Latihan Tertulis 1. Hitunglah baris entri yang memuat kata "stripe", lalu tuliskan angkanya saja.

Kutipan Dokumen.
Politik Gagasan Digadang Jadi Akhir Era Politik Pencitraan

Jum'at, 04/10/2019 19:29 WIB
Mengenal Politik Gagasan (Okezone)

Mengenal Politik Gagasan (Okezone)

law-justice.co - Perhelatan Pemilihan Presiden (Pilpres) dan Pemilihan Legislatif (Pileg) 2019 sudah rampung. Namun ada sisa "perpecahan" yang masih terbawa di tengah masyarakat akibat dari ketatnya persaingan pesta demokrasi tersebut.

Hal itu, disebut oleh banyak pakar politik sebagai imbas dari maraknya politik identitas dan politik pencitraan yang digunakan banyak partai politik dalam meraih atensi publik. Akibatnya, masyarakat hanya melihat pilihannya sebagai sesuatu yang baik, dan lawannya sebagai sesuatu yang buruk, perpecahan pun tak terhindarkan.

Latihan Tertulis 2. Menurut kutipan dokumen, apa yang oleh banyak pakar politik disebut sebagai penyebab sisa perpecahan di tengah masyarakat?

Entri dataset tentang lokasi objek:
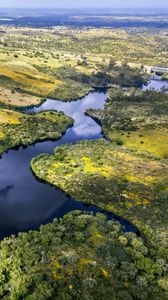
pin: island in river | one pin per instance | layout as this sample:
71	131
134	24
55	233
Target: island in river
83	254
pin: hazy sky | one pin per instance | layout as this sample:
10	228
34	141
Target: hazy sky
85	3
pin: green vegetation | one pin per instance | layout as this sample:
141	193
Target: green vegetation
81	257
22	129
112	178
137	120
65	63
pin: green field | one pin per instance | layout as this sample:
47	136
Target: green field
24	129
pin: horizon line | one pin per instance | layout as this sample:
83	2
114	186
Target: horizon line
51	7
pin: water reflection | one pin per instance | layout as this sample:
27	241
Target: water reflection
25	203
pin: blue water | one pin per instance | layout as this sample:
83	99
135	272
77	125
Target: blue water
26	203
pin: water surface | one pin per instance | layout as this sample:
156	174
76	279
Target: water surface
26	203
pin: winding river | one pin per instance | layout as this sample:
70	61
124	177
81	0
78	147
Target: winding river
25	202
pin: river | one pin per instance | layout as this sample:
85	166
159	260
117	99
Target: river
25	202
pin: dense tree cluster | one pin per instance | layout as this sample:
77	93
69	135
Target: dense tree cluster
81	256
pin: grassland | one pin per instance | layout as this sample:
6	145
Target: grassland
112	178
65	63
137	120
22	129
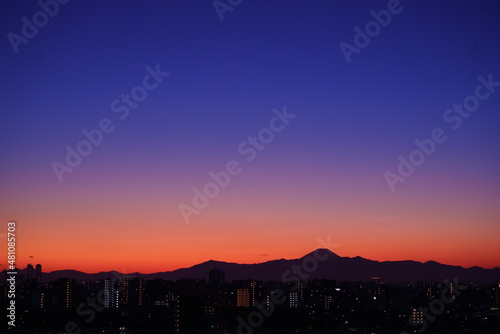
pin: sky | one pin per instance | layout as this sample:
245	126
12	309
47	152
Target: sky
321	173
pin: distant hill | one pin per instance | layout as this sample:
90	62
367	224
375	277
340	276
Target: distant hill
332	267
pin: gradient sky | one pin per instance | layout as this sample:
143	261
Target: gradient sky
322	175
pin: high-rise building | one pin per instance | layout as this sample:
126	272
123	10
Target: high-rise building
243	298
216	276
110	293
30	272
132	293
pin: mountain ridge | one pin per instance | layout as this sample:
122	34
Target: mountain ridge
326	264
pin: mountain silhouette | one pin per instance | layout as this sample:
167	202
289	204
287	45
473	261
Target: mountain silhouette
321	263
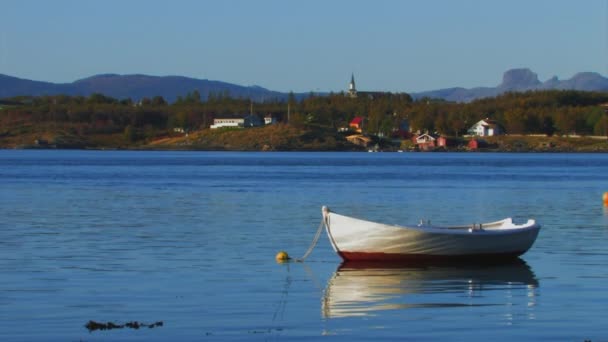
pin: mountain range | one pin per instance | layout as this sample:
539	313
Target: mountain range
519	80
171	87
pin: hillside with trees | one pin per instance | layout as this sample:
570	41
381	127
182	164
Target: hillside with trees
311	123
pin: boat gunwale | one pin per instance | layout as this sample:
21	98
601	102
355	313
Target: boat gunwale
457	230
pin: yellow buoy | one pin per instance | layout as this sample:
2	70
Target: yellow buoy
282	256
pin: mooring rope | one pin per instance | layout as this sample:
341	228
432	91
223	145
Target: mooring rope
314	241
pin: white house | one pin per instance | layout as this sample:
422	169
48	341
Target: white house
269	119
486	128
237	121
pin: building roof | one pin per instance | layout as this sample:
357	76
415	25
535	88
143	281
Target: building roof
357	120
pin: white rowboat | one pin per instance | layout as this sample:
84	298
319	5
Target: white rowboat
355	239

...

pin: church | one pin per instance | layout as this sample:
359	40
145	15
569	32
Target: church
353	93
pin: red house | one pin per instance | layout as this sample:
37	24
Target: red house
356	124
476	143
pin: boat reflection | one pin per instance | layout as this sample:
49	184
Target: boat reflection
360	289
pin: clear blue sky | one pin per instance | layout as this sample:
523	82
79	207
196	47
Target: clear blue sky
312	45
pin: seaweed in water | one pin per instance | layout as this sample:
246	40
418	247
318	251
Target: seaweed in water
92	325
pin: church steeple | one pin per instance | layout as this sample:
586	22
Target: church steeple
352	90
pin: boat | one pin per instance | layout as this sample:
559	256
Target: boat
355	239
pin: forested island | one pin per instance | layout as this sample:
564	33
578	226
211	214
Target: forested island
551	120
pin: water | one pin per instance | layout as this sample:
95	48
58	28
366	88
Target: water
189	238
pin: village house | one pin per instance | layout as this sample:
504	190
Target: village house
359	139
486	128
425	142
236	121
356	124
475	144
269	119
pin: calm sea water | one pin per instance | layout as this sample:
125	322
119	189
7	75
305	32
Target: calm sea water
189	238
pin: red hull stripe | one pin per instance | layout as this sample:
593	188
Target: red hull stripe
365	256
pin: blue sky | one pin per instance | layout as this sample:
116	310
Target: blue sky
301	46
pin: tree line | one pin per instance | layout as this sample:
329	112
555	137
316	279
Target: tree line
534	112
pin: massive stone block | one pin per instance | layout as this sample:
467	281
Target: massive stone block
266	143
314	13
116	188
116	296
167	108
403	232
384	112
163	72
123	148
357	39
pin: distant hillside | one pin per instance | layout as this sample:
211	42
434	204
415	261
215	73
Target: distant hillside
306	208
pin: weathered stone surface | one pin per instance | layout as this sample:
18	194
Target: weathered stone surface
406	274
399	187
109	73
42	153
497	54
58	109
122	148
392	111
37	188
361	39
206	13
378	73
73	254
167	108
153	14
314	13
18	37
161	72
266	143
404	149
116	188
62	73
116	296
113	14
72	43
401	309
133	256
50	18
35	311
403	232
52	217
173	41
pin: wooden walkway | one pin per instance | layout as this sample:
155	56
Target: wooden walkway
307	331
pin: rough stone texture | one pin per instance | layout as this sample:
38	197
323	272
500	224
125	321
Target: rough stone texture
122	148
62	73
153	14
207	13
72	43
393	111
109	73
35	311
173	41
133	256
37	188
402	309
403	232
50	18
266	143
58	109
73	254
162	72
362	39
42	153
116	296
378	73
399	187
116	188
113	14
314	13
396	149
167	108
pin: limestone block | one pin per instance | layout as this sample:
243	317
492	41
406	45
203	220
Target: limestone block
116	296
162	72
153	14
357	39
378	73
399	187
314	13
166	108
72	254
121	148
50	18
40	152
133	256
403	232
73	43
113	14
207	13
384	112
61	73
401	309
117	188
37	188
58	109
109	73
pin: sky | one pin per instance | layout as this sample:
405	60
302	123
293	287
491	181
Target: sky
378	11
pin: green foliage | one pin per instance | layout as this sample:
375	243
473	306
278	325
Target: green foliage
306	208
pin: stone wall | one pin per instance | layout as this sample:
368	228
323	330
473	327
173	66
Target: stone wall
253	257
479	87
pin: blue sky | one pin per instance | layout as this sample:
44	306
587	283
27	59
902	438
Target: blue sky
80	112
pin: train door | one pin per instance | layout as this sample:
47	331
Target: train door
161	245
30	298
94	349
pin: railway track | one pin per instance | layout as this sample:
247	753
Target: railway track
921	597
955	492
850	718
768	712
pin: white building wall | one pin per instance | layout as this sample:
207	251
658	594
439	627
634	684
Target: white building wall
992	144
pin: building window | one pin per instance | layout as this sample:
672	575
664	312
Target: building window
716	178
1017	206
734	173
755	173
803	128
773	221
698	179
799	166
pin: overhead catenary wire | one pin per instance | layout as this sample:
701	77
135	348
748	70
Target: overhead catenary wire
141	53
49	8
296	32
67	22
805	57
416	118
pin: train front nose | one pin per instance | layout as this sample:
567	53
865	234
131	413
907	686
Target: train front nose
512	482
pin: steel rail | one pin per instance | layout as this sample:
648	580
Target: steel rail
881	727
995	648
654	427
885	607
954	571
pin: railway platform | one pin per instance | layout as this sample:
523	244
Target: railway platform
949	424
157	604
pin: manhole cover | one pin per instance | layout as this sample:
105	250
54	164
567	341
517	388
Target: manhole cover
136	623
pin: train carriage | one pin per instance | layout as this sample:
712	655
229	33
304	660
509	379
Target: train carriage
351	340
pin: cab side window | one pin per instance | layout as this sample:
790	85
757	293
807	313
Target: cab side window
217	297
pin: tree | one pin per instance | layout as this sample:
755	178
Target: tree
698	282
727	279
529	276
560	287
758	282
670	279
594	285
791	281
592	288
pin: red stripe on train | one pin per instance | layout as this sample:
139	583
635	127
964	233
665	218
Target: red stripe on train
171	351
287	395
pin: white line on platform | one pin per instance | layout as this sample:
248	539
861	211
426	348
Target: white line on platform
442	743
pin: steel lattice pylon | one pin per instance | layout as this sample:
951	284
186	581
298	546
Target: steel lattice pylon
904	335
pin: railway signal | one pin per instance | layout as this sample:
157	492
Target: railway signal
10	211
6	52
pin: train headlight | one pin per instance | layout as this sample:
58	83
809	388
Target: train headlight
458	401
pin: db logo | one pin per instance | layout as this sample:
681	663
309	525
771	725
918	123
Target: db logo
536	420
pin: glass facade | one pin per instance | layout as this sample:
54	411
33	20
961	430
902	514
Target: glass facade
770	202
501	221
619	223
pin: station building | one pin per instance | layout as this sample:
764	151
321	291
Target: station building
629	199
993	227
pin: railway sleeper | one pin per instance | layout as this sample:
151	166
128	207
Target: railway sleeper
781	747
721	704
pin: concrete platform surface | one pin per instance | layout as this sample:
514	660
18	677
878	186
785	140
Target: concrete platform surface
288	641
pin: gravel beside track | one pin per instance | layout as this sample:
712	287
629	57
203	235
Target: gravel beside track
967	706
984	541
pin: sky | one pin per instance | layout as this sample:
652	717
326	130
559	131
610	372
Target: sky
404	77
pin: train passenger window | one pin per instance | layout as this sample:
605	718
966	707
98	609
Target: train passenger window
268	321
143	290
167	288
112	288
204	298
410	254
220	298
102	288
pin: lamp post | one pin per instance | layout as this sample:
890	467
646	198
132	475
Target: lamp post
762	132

Jawaban Lengkap 1. 4

Jawaban Lengkap 2. Maraknya politik identitas dan politik pencitraan yang digunakan banyak partai politik dalam meraih atensi publik.